§ **Actions to take**
1) Update the part of the passage on reputation that opens with the words containing "That may seem" and closes with "thousands of answers.", swapping "consistency" for "persistence".
2) Render this sentence from the passage on reputation in Spanish: "That may seem modest, but consistency is key."

§ **Provided passage**
The site very early on attracted the early adopters that really enjoyed the game aspect of the system, and many of them stuck around. Since that time the site has gathered the other 90% of programmers who know it now as a good place to get quick answers, but aren't all that interested in the game aspect.

If you correctly and quickly answer 20-40 questions a day, you too will be able to get reputation quickly. For instance, falsetru has been around for only 10 months, but during that time answered over 2,500 questions - an average of 8 a day. He's at 66,000+ reputation - all for answering an average of 8 questions each day.

Jon Skeet answered over 15 in the last 24 hours. Anubhava answered nearly 40 in the last 24 hours.

That may seem modest, but consistency is key. Some people like to claim that it was easier to get rep in the past, and that's why old-timers have so much rep, but if you look at any old timer you find that they have thousands and tens of thousands of answers.

Jon Skeet isn't at 600k+ rep because he got most of it early on, he's at that level because he has answered an average of over 25 questions every day for the last five years, and he continues to do so.

There are slower tags to earn rep in, but even there you will find that there is a direct correlation between number of questions answered and reputation, and almost no correlation between being an early user of Stack Overflow and reputation in the absence of a high rate of answers.

§ **Source material**
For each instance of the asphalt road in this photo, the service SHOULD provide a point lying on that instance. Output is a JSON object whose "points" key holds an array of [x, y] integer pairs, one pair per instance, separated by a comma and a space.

§ **The solutions**
1)
That may seem modest, but persistence is key. Some people like to claim that it was easier to get rep in the past, and that's why old-timers have so much rep, but if you look at any old timer you find that they have thousands and tens of thousands of answers.

2) Puede parecer modesto, pero la constancia es clave.